■ Objective:
Pick out every line in the records below that contains the string "woman", and copy each of those lines.

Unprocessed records
+-------+
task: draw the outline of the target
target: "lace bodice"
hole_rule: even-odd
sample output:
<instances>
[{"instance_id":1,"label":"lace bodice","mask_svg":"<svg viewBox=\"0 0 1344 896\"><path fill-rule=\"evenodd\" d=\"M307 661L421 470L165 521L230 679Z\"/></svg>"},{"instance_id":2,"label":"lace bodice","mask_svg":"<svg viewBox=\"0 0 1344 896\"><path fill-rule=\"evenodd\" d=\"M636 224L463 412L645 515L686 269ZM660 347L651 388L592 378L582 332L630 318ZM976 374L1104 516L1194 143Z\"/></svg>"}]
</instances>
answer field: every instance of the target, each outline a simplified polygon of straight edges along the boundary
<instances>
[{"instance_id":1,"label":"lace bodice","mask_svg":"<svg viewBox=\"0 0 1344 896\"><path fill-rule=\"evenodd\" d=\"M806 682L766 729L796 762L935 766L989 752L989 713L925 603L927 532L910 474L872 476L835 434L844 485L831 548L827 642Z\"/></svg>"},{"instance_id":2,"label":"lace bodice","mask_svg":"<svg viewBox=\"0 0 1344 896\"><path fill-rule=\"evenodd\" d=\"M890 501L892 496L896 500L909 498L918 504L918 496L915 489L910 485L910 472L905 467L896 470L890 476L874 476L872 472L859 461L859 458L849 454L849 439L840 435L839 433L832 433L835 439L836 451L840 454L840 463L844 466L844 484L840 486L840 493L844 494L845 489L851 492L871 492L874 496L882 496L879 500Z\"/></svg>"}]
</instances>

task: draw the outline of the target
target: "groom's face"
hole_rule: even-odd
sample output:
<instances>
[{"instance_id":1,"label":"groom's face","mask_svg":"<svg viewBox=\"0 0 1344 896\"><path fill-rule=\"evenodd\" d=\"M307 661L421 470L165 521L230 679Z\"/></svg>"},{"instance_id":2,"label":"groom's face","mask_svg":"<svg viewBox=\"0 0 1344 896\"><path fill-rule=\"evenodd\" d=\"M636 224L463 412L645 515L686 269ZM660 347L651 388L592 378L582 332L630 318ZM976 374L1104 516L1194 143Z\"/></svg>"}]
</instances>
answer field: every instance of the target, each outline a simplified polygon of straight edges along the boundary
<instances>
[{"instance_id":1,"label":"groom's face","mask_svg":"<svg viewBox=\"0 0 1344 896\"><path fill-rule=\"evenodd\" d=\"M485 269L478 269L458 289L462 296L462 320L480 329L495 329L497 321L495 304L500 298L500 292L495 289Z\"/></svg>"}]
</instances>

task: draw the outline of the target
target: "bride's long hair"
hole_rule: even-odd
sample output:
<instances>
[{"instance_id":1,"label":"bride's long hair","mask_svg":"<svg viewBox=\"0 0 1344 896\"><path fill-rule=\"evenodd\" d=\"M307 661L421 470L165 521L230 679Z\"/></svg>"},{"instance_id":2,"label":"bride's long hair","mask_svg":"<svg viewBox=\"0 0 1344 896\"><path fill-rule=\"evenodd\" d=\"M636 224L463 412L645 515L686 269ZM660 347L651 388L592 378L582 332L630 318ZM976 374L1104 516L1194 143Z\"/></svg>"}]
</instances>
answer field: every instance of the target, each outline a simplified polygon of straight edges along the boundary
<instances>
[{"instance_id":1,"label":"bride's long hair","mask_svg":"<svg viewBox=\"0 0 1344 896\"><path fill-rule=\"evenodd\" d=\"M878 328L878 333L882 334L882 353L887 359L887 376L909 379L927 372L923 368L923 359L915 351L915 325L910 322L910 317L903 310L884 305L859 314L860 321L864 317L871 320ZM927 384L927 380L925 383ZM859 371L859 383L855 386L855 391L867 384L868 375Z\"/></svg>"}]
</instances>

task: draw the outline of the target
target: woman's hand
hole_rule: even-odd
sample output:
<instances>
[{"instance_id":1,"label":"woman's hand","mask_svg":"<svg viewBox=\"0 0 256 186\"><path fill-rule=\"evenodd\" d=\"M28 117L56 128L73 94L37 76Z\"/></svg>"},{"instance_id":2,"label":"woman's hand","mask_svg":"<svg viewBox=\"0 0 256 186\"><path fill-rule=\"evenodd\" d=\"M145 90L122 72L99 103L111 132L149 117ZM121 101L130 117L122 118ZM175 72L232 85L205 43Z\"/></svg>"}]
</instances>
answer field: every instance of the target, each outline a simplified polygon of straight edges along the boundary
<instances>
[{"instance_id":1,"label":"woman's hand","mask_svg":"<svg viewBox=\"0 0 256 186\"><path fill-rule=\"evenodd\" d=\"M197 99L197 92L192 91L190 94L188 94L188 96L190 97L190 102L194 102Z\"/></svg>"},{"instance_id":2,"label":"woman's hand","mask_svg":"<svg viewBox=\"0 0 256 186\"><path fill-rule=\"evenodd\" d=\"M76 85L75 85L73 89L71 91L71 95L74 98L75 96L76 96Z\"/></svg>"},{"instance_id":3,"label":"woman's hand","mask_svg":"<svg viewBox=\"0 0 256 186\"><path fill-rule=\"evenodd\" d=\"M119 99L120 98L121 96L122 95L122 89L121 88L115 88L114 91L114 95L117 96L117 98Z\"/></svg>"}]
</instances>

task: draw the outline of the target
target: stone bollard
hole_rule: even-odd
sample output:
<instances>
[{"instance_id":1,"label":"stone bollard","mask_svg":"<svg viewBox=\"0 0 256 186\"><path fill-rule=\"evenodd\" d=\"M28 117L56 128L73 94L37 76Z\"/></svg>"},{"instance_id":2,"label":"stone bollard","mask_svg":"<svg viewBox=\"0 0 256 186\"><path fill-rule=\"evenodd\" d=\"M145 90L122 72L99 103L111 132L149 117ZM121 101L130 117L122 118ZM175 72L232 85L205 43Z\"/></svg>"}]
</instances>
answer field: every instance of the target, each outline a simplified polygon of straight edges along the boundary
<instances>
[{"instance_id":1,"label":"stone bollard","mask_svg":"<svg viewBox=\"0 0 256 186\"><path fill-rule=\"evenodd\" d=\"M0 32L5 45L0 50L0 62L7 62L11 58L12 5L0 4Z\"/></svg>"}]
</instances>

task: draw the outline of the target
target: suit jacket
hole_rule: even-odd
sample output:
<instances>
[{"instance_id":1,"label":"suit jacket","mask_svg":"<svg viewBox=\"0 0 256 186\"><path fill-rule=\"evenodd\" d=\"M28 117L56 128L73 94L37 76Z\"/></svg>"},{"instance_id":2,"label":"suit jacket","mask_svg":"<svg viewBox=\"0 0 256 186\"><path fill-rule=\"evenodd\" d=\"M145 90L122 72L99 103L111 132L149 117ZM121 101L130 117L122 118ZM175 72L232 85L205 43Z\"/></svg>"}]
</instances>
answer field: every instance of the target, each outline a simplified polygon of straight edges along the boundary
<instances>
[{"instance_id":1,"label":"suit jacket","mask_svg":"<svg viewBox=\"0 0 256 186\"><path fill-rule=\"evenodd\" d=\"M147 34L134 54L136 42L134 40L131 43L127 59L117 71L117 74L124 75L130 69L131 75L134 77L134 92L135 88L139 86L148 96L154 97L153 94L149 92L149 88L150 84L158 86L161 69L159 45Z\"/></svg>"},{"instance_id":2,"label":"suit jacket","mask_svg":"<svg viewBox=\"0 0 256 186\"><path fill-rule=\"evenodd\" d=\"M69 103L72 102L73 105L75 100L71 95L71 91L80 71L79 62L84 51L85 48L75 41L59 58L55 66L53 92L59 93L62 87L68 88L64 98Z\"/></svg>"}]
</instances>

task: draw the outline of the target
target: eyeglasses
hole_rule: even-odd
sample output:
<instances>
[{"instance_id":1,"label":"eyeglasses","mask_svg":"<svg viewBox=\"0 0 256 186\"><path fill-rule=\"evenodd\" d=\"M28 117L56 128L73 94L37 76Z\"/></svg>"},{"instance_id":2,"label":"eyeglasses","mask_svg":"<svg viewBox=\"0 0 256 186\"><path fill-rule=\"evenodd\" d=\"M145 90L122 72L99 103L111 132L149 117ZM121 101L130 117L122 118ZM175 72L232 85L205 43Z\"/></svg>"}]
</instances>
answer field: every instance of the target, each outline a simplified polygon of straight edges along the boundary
+-------+
■ Task result:
target: woman's hand
[{"instance_id":1,"label":"woman's hand","mask_svg":"<svg viewBox=\"0 0 256 186\"><path fill-rule=\"evenodd\" d=\"M28 117L56 128L73 94L37 76Z\"/></svg>"},{"instance_id":2,"label":"woman's hand","mask_svg":"<svg viewBox=\"0 0 256 186\"><path fill-rule=\"evenodd\" d=\"M145 90L122 72L99 103L111 132L149 117ZM121 101L130 117L122 118ZM175 72L232 85L205 43Z\"/></svg>"}]
[{"instance_id":1,"label":"woman's hand","mask_svg":"<svg viewBox=\"0 0 256 186\"><path fill-rule=\"evenodd\" d=\"M197 99L197 92L192 91L190 94L188 94L188 96L190 97L190 102L194 102Z\"/></svg>"},{"instance_id":2,"label":"woman's hand","mask_svg":"<svg viewBox=\"0 0 256 186\"><path fill-rule=\"evenodd\" d=\"M76 85L75 85L73 89L71 91L71 95L74 98L75 96L76 96Z\"/></svg>"},{"instance_id":3,"label":"woman's hand","mask_svg":"<svg viewBox=\"0 0 256 186\"><path fill-rule=\"evenodd\" d=\"M119 99L120 98L121 96L122 95L122 89L121 88L115 88L114 91L114 95L117 96L117 98Z\"/></svg>"}]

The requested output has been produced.